> Aufgabe
Schreiben Sie den Textauszug zum Entschädigungsanspruch des Reiseveranstalters im Anschluss an seinen letzten Satz weiter.

> Textauszug
○ ○ ○ ○ ○ ○ ○
Kein Entschädigungsanspruch bei erheblicher Reisebeeinträchtigung
§ 651h Abs. 3 BGB sieht allerdings vor, dass der Anspruch des Reiseveranstalters auf Entschädigung entfällt, wenn am Bestimmungsort oder in dessen unmittelbarer Nähe unvermeidbare, außergewöhnliche Umstände auftreten, die die Durchführung der Pauschalreise oder die Beförderung von Personen an den Bestimmungsort erheblich beeinträchtigen. Mit der Regelung des BGB wurde Art. 12 Abs. 2 der Richtlinie EU – 2015/2302 (Pauschalreiserichtlinie) umgesetzt, der ein kostenfreies Rücktrittsrecht des Reisenden unter den gleichen Voraussetzungen vorsieht.
○ ○ ○ ○ ○ ○ ○
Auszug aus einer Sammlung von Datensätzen
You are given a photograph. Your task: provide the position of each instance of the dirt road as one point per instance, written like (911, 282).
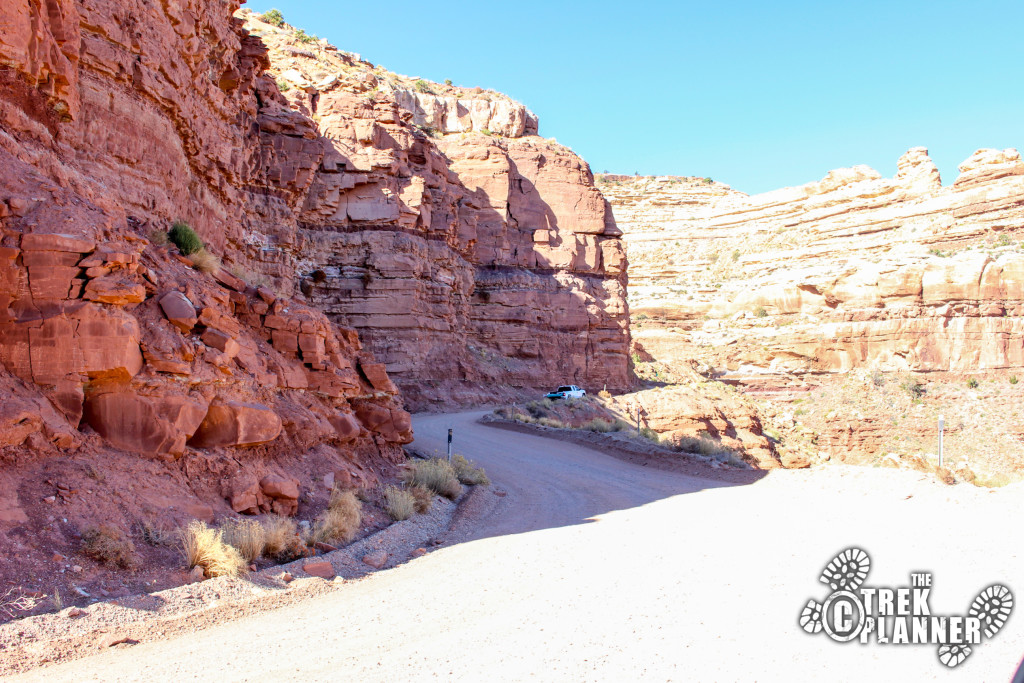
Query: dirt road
(593, 568)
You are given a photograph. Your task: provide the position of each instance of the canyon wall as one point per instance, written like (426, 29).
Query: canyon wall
(781, 292)
(367, 224)
(471, 254)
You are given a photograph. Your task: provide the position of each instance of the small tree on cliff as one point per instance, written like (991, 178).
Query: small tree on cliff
(273, 17)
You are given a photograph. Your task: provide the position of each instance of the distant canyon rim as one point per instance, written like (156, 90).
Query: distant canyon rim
(377, 244)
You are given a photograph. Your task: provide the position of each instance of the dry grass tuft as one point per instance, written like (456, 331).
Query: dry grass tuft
(246, 536)
(341, 519)
(205, 547)
(281, 539)
(468, 473)
(399, 503)
(435, 474)
(423, 497)
(110, 546)
(205, 261)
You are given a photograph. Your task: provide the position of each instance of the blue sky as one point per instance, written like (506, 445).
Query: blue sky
(759, 95)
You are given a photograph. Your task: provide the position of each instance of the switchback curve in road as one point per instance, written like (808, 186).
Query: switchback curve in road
(593, 568)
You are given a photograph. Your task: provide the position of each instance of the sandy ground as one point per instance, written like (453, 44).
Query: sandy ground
(594, 568)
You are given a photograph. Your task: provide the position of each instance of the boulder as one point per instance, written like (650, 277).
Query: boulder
(144, 424)
(245, 495)
(233, 423)
(283, 492)
(395, 425)
(114, 290)
(179, 310)
(346, 425)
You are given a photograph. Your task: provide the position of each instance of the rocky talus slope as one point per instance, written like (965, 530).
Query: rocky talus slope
(837, 293)
(363, 218)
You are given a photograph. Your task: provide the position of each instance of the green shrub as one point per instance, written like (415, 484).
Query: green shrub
(423, 498)
(110, 546)
(399, 503)
(184, 238)
(273, 17)
(650, 434)
(435, 474)
(913, 387)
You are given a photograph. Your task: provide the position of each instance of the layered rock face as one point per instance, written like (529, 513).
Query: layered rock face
(483, 257)
(781, 291)
(470, 254)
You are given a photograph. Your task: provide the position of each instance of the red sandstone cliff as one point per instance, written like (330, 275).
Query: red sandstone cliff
(360, 219)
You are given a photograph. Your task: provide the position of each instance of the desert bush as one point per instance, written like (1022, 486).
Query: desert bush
(912, 386)
(246, 536)
(341, 519)
(650, 434)
(468, 473)
(281, 539)
(156, 535)
(423, 498)
(184, 238)
(598, 425)
(205, 547)
(205, 261)
(110, 546)
(399, 503)
(435, 474)
(273, 17)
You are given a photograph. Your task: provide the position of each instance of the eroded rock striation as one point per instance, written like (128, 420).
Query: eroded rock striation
(792, 289)
(376, 233)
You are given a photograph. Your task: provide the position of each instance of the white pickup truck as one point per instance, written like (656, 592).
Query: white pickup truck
(567, 391)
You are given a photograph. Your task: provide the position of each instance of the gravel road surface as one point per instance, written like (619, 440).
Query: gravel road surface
(586, 567)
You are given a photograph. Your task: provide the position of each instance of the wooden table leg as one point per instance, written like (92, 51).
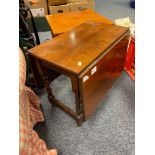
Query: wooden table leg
(78, 105)
(78, 115)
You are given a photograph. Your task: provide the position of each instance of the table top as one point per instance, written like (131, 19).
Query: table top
(62, 22)
(76, 49)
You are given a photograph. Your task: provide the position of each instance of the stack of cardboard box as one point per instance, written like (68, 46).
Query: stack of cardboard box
(39, 8)
(72, 5)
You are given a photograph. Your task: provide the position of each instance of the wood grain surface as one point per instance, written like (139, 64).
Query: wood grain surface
(77, 49)
(62, 22)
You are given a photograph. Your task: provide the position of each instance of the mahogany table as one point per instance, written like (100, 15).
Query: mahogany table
(62, 22)
(92, 55)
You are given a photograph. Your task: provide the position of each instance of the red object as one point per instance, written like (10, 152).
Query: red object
(130, 59)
○ ○ ○ ○ ○ ○ ○
> Ihre Antwort
Regelungen zum maßgeblichen Zeitpunkt fehlen
Sowohl das BGB als auch die EU-Pauschalreiserichtlinie enthalten keine ausdrückliche Regelung darüber, zu welchem Zeitpunkt die außergewöhnlichen, die Reise beeinträchtigenden Umstände vorliegen müssen. Im konkreten Fall hatte das zweitinstanzlich mit der Sache befasste LG geurteilt, dass zum Zeitpunkt der Rücktrittserklärung am 1.3.2020 eine erhebliche Beeinträchtigung der Reise noch nicht hinreichend wahrscheinlich und daher der Einbehalt einer Stornogebühr durch die Reiseveranstalterin gerechtfertigt war.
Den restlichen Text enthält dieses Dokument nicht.